## Task item
Output the line containing "Target: rear wheel well", then every remaining line of the entries below, exactly as written and with no other text.

========

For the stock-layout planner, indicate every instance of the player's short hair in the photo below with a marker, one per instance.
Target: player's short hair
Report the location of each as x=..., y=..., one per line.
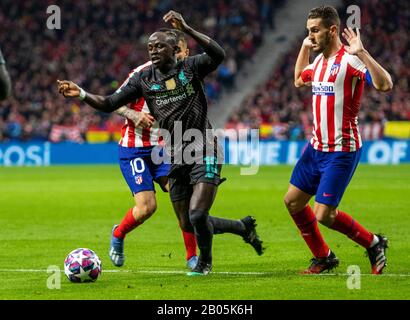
x=328, y=15
x=171, y=36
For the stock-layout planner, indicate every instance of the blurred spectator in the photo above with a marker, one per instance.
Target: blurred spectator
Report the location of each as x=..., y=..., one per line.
x=98, y=44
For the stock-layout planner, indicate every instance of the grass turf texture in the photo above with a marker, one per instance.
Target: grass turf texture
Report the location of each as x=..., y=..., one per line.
x=47, y=212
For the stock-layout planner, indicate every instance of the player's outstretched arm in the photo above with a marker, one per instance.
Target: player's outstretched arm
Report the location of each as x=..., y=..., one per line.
x=211, y=47
x=101, y=103
x=5, y=82
x=302, y=61
x=140, y=119
x=380, y=77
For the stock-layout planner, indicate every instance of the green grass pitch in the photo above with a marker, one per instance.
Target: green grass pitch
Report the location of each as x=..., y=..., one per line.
x=47, y=212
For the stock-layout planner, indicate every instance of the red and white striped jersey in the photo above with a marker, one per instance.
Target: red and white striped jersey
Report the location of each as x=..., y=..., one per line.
x=337, y=86
x=133, y=137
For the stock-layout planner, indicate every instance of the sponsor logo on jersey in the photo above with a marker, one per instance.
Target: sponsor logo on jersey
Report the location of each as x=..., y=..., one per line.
x=172, y=96
x=170, y=84
x=335, y=69
x=323, y=88
x=182, y=77
x=155, y=87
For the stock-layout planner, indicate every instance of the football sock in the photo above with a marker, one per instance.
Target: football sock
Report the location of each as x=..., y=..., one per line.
x=351, y=228
x=127, y=225
x=203, y=232
x=308, y=226
x=375, y=241
x=190, y=244
x=227, y=225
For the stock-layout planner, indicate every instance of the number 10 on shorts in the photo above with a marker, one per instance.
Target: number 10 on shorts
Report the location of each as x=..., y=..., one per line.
x=137, y=166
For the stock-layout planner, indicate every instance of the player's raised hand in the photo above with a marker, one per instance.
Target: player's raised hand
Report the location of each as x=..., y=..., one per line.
x=307, y=43
x=354, y=41
x=68, y=88
x=176, y=19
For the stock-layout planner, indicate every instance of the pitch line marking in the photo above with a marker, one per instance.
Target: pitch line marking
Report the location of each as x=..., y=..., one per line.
x=220, y=272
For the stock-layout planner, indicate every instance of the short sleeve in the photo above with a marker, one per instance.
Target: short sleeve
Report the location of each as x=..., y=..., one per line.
x=202, y=64
x=307, y=74
x=129, y=91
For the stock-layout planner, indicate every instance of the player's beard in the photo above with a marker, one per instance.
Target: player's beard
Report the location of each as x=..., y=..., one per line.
x=324, y=44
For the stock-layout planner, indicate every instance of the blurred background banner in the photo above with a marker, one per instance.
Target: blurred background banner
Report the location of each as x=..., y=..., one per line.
x=252, y=89
x=236, y=153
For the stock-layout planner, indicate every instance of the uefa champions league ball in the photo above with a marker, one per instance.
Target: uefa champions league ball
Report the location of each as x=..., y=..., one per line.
x=82, y=265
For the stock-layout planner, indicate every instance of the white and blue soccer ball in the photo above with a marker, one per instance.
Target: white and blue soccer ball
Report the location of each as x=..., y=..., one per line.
x=82, y=265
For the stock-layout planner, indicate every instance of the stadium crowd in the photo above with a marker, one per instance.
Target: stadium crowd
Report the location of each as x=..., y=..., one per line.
x=281, y=111
x=98, y=44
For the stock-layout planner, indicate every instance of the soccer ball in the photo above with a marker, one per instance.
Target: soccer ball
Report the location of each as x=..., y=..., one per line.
x=82, y=265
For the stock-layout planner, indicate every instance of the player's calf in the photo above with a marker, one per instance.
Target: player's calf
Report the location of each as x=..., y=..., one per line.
x=116, y=252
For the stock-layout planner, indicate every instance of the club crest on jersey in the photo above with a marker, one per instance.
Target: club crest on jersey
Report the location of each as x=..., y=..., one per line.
x=323, y=88
x=138, y=179
x=155, y=87
x=335, y=69
x=170, y=84
x=182, y=77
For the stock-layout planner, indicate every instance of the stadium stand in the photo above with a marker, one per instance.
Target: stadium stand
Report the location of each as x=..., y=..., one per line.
x=98, y=61
x=98, y=44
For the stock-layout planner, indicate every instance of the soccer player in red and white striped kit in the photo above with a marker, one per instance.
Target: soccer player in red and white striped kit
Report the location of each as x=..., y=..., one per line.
x=140, y=134
x=337, y=77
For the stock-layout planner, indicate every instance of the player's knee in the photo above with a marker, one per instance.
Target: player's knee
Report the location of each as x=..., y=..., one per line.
x=325, y=216
x=292, y=205
x=185, y=225
x=198, y=217
x=146, y=209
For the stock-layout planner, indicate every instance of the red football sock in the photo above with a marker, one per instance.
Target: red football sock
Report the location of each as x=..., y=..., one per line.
x=190, y=244
x=351, y=228
x=127, y=224
x=307, y=224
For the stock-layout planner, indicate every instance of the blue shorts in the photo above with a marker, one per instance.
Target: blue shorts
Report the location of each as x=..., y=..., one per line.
x=325, y=174
x=138, y=169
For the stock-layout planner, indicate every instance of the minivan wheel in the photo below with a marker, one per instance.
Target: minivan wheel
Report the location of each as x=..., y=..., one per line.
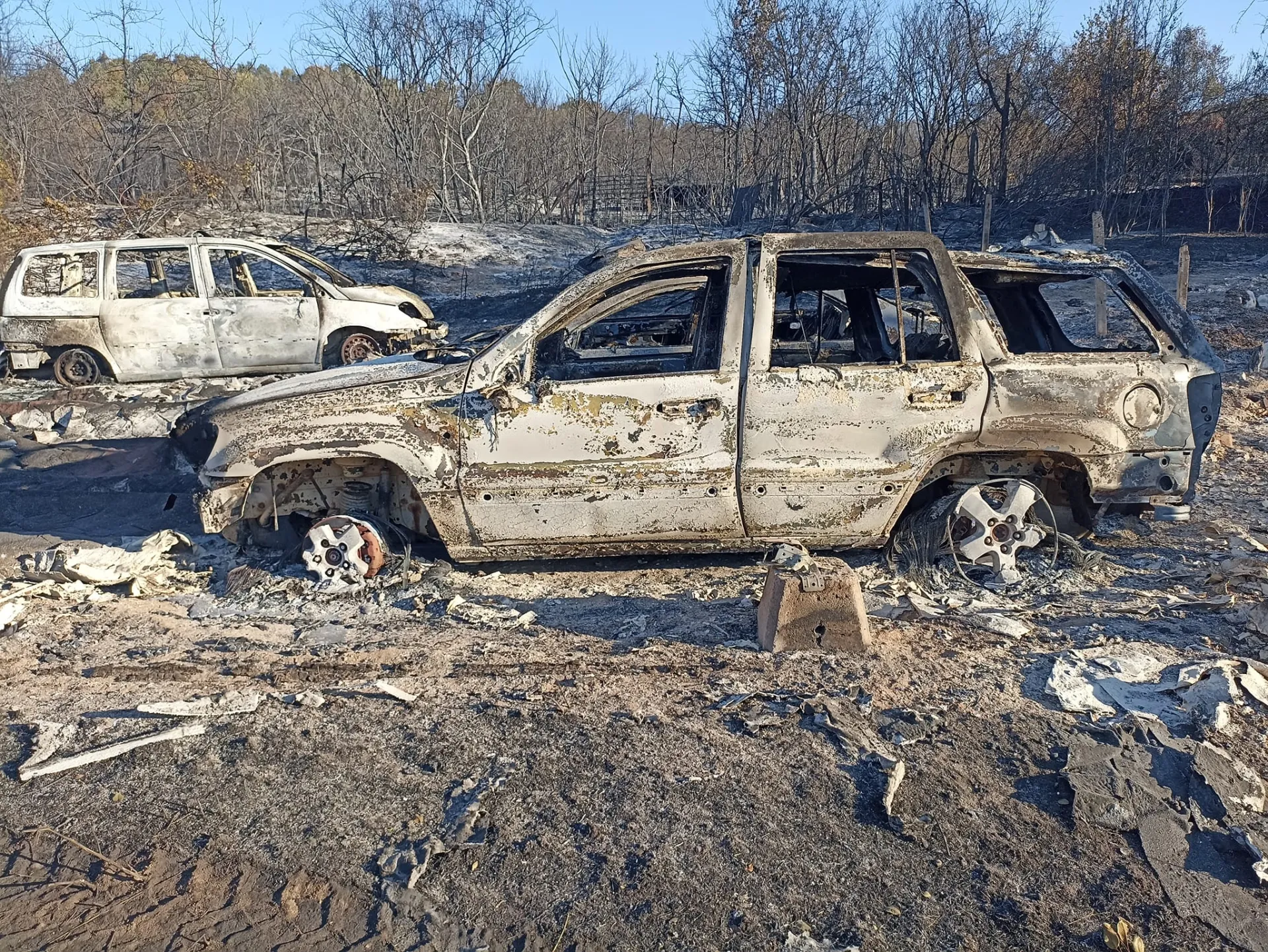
x=358, y=348
x=77, y=368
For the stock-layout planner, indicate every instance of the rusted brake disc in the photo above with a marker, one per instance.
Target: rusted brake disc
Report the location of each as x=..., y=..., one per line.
x=344, y=551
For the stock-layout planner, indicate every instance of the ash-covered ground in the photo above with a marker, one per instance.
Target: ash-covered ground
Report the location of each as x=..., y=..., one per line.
x=641, y=776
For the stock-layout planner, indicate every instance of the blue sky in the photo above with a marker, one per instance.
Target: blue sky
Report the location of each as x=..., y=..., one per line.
x=649, y=28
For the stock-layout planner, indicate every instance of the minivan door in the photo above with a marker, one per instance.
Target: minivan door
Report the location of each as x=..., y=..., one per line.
x=265, y=314
x=864, y=372
x=155, y=316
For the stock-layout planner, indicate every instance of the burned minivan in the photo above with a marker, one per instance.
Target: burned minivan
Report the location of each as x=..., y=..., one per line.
x=730, y=395
x=172, y=308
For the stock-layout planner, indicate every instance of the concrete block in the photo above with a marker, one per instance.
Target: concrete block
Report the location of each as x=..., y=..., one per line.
x=817, y=610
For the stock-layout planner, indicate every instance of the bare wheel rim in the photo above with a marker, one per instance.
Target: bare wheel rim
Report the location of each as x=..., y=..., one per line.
x=77, y=368
x=357, y=348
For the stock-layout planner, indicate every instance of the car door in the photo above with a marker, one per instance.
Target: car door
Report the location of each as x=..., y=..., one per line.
x=1062, y=386
x=155, y=315
x=846, y=406
x=625, y=428
x=264, y=312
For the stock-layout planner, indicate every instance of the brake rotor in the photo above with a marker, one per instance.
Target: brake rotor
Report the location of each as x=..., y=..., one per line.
x=993, y=534
x=343, y=552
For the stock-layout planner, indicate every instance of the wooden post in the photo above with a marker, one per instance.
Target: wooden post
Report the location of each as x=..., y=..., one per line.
x=1182, y=278
x=1098, y=238
x=985, y=220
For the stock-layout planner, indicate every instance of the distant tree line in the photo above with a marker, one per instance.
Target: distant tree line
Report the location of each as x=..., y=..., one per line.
x=788, y=110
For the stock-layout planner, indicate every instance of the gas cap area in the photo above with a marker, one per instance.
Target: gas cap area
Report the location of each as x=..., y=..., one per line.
x=1143, y=407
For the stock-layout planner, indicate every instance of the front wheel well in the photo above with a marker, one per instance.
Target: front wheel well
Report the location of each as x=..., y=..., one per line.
x=341, y=486
x=335, y=340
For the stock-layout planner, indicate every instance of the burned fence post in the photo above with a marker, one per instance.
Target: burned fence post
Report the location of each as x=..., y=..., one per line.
x=1098, y=238
x=985, y=221
x=1182, y=278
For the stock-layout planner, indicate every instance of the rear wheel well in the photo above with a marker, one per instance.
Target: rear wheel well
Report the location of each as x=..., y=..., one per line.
x=1061, y=477
x=57, y=354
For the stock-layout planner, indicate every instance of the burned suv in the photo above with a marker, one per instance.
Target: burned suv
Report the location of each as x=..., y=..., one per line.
x=172, y=308
x=729, y=395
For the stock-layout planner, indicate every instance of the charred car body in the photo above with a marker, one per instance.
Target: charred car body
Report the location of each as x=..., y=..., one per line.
x=169, y=308
x=729, y=395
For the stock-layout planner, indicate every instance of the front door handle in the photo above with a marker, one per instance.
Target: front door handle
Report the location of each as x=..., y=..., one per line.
x=707, y=407
x=935, y=398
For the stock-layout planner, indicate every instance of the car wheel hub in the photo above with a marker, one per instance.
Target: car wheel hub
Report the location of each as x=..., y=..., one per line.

========

## Response box
Target: rear wheel well
Report the location of each as x=..., y=..., one per line.
x=1061, y=477
x=57, y=354
For the stock-layout planner, indicate every instance of the burned suv in the photo above with a marker, one per instance.
Target: burned suv
Report the location of each as x=..., y=..., one per line.
x=172, y=308
x=729, y=395
For the stock-layout planner, indicate every instance of the charred car body in the photo above with a marker, one per instance.
Target: charred car body
Report the location of each as x=..., y=..., one per line.
x=169, y=308
x=729, y=395
For the stock-layout planner, indicate every instance of the front door handle in the photo above with a marker, one per instance.
Target: front door handle
Report the location of each as x=..., y=..., one per line.
x=707, y=407
x=935, y=398
For the stock-layout planner, indicate every instance of the car wheel hub in the photo above with a marker, one per instance.
Target: car wheel hub
Report the location of each as x=..., y=..., one per line.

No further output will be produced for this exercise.